> **Written instruction**
Convert the stretch of the listing below from the line containing "Annotate the green and" through the line containing "Annotate the girl with" into a numbered list, including both of those lines and omitting any blank lines. Number only the lines in that stretch.

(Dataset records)
__________

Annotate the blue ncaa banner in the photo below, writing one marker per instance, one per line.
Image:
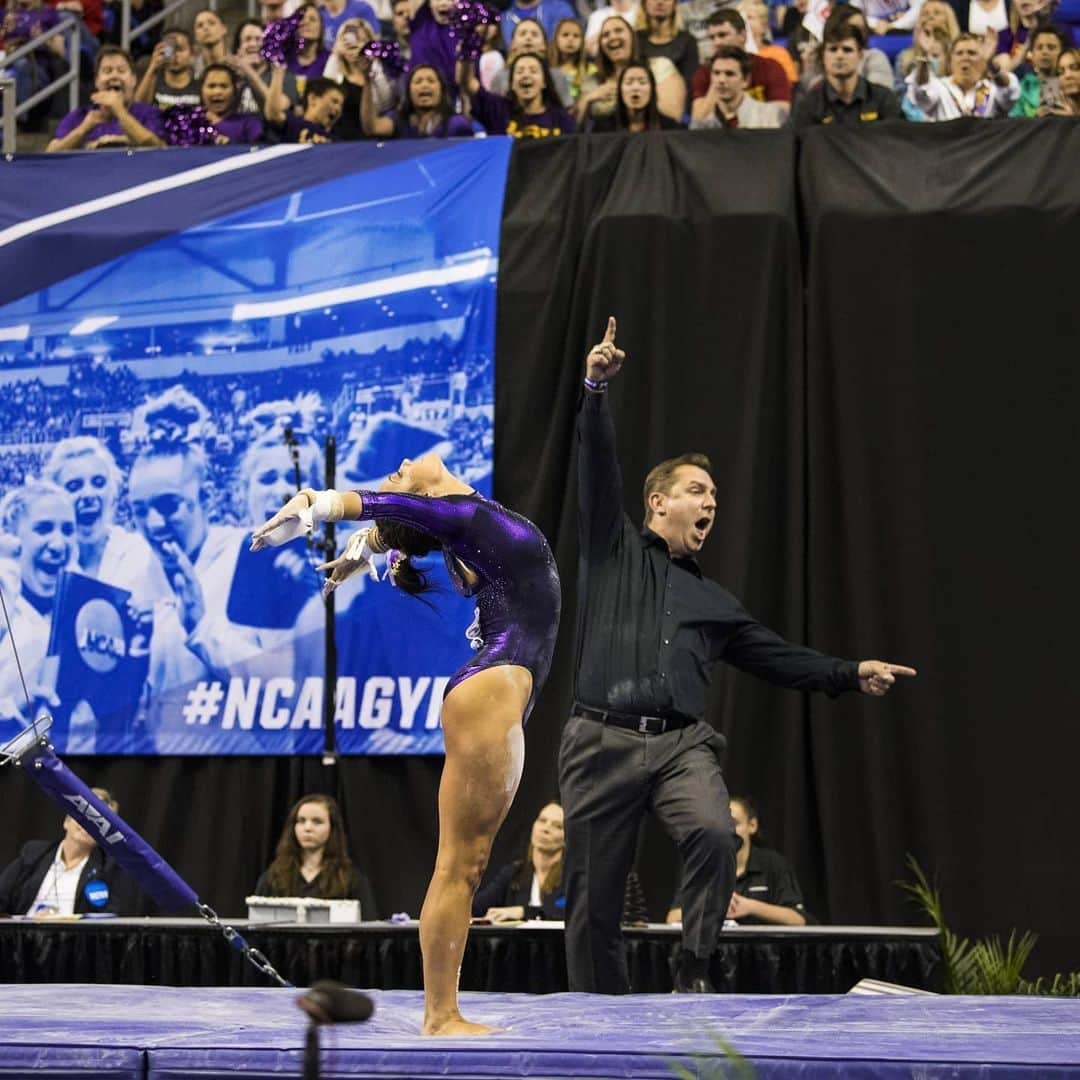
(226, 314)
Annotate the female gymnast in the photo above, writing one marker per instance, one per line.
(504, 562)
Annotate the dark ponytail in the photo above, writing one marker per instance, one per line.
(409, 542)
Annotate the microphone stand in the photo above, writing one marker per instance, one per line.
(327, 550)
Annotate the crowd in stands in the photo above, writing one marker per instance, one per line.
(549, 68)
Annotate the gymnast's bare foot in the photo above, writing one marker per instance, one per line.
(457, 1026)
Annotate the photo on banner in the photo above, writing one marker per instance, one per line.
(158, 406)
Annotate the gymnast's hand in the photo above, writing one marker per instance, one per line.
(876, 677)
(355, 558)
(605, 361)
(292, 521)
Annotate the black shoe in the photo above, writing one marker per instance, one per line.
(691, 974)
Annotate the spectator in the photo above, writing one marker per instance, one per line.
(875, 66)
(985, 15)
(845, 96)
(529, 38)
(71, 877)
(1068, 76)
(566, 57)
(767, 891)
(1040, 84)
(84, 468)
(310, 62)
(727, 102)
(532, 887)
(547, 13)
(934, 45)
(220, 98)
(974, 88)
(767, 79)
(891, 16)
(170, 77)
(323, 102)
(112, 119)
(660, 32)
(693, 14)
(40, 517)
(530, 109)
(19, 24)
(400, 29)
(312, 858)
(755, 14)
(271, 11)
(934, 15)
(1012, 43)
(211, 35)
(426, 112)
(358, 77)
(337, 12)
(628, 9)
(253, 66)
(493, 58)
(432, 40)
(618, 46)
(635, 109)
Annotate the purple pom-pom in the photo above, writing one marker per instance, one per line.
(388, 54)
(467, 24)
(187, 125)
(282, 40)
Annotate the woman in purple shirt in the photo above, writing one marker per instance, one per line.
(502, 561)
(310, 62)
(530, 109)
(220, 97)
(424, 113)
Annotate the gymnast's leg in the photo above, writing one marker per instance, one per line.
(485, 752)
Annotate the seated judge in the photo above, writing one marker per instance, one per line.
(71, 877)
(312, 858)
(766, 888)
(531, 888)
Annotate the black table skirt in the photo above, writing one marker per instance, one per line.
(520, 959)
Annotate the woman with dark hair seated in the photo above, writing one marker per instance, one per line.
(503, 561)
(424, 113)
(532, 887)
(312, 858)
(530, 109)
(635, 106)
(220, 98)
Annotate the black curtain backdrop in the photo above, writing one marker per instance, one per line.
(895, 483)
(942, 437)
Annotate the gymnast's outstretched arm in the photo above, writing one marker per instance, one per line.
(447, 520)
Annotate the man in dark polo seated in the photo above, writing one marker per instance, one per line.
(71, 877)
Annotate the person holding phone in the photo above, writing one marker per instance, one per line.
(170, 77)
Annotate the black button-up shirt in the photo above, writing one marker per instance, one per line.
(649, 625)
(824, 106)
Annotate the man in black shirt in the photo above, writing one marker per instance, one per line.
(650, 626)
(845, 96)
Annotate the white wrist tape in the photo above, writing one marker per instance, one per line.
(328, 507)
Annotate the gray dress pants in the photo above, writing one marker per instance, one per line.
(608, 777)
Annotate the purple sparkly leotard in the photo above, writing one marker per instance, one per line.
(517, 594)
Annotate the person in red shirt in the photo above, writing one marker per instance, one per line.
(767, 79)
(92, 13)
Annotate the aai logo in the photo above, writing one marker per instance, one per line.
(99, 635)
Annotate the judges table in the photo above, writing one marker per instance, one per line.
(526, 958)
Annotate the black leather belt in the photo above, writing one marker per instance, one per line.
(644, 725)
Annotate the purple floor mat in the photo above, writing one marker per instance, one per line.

__________

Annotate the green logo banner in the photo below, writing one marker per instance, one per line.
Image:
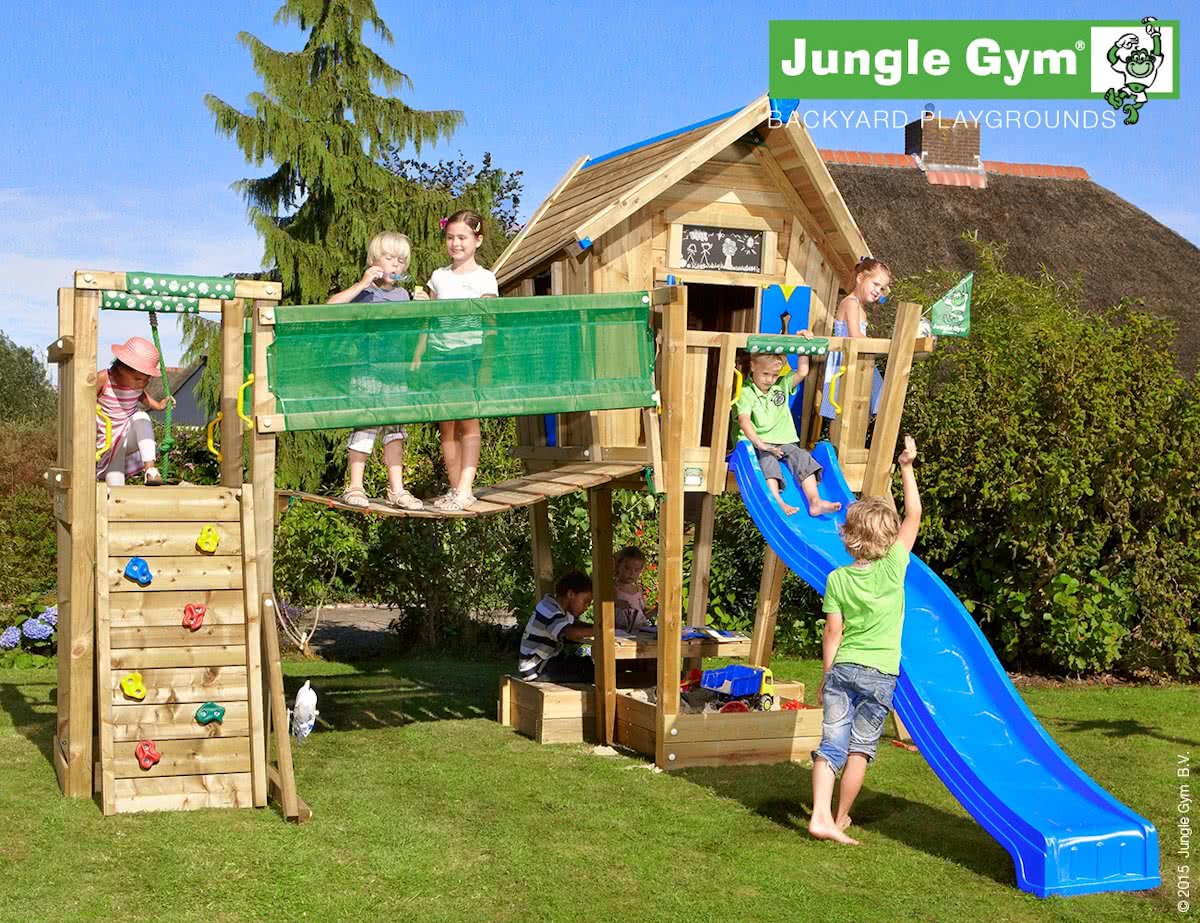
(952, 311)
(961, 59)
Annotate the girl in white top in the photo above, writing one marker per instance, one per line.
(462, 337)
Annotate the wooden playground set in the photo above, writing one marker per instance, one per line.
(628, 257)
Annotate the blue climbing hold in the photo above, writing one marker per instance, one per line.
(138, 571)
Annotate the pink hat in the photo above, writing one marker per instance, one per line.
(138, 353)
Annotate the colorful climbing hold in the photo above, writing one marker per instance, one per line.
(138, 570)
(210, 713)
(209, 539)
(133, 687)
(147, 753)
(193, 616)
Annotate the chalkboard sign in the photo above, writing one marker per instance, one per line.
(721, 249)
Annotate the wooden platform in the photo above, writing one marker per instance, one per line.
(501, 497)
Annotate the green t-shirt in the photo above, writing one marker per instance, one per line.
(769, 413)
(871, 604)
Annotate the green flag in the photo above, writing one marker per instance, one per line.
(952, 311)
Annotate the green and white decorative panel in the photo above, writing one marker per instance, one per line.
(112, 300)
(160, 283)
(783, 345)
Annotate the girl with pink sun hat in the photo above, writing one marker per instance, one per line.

__________

> **Answer for this exercise**
1. Annotate the green and white decorative panel in the photo above, writing one marker per instance, one per line.
2. (112, 300)
3. (160, 283)
4. (783, 345)
5. Annotate the girl with pink sun hat in the photo above, writing one marker per instance, one per line.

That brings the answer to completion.